Naar boven ↑

Rechtspraak

Werknemer/werkgeefster
Rechtbank Midden-Nederland (Locatie Amersfoort), 8 januari 2020
ECLI:NL:RBMNE:2020:375
Het beroep door werkgeefster op de ontbindende voorwaarde omdat werknemer (1) zijn taxipas niet heeft behaald en (2) stelselmatig geen contante omzet heeft afgedragen kan niet slagen.

Feiten

Werknemer is op 20 maart 2019 in dienst getreden bij werkgeefster voor bepaalde tijd tot 1 november 2019. In de arbeidsovereenkomst zijn ontbindende voorwaarden opgenomen. Op 1 juli 2019 heeft er een gesprek plaatsgevonden, dat ging over het aantal door werknemer gewerkte uren en het bijbehorende loon dat werkgeefster nog verschuldigd was. Werknemer heeft zich na dat gesprek ziek gemeld en heeft sindsdien geen werk meer verricht. Bij brief d.d. 18 juli 2019 heeft werkgeefster een beroep gedaan op de ontbindende voorwaarden in de arbeidsovereenkomst, met als reden dat werknemer (1) zijn taxipas niet heeft behaald en (2) stelselmatig geen contante omzet heeft afgedragen. Werknemer verzoekt (onder meer) om het ontslag te vernietigen en betaling van (achterstallig) loon. 

Oordeel

Allereerst moet beoordeeld worden of het bij brief van 18 juli 2019 gegeven ontslag door middel van het inroepen van de ontbindende voorwaarden in de arbeidsovereenkomst, rechtsgeldig is. De kantonrechter oordeelt – veronderstellenderwijs dat de ontbindende voorwaarden rechtsgeldig zijn overeengekomen – dat het beroep van werkgeefster op die voorwaarden niet kan slagen. Werknemer is namelijk nooit eerder aangesproken op het niet wekelijks afdragen van contante gelden en het was gebruikelijk dat werknemer de contante bedragen die hij van klanten ontving op zijn urenbriefjes noteerde, waarna deze bedragen in mindering werden gebracht op zijn loon. Ten aanzien van de taxipas constateert de kantonrechter dat de termijn van vier maanden niet in de arbeidsovereenkomst is vermeld. Vast staat bovendien dat werkgeefster niet aan werknemer heeft verteld op welke wijze de taxipas moet worden aangevraagd en hoe de procedure in zijn werk gaat. Van werkgeefster had mogen worden verwacht dat zij ruim vóór het verstrijken van de termijn werknemer erop had gewezen, mede gezien de grote gevolgen voor werknemer. De conclusie is dat de arbeidsovereenkomst niet is geëindigd. Werknemer heeft recht op loondoorbetaling tijdens ziekte. Dat de ziekmelding niet is gedaan volgens het geldende verzuimprotocol maakt dat niet anders.

[OPDRACHT]:
Typ uit de uitspraak over de ontbindende voorwaarde het stuk van "Werknemer is op" tot en met "van (achterstallig) loon." letterlijk over.

[INVOERGEGEVENS]:
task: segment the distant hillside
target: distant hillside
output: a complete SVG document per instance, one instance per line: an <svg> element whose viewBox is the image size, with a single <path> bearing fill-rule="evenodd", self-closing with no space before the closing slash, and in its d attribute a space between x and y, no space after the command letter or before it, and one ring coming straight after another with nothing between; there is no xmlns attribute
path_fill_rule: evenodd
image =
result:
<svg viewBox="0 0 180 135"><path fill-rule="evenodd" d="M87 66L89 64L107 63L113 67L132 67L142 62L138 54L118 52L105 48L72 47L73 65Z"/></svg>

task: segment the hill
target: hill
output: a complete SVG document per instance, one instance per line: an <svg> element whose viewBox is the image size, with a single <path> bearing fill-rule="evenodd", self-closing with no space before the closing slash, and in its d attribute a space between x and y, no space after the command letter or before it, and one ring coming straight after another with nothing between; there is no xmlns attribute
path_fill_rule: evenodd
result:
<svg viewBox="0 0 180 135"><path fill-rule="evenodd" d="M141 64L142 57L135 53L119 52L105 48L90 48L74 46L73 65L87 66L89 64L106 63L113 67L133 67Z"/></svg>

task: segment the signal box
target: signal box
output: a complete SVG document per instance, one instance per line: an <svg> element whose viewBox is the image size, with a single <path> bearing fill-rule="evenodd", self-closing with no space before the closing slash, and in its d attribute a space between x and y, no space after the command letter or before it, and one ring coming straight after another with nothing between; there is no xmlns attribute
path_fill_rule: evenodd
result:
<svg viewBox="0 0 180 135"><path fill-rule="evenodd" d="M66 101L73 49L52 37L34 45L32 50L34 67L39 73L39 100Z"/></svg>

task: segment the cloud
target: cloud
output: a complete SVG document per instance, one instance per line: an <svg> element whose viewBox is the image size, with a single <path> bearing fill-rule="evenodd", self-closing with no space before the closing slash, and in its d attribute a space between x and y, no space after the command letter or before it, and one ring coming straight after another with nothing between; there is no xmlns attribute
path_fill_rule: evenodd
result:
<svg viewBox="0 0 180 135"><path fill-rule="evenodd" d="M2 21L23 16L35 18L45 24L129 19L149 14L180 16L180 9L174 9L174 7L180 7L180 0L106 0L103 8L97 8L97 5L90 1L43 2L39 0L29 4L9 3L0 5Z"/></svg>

[VERWACHT ANTWOORD]:
Werknemer is op 20 maart 2019 in dienst getreden bij werkgeefster voor bepaalde tijd tot 1 november 2019. In de arbeidsovereenkomst zijn ontbindende voorwaarden opgenomen. Op 1 juli 2019 heeft er een gesprek plaatsgevonden, dat ging over het aantal door werknemer gewerkte uren en het bijbehorende loon dat werkgeefster nog verschuldigd was. Werknemer heeft zich na dat gesprek ziek gemeld en heeft sindsdien geen werk meer verricht. Bij brief d.d. 18 juli 2019 heeft werkgeefster een beroep gedaan op de ontbindende voorwaarden in de arbeidsovereenkomst, met als reden dat werknemer (1) zijn taxipas niet heeft behaald en (2) stelselmatig geen contante omzet heeft afgedragen. Werknemer verzoekt (onder meer) om het ontslag te vernietigen en betaling van (achterstallig) loon.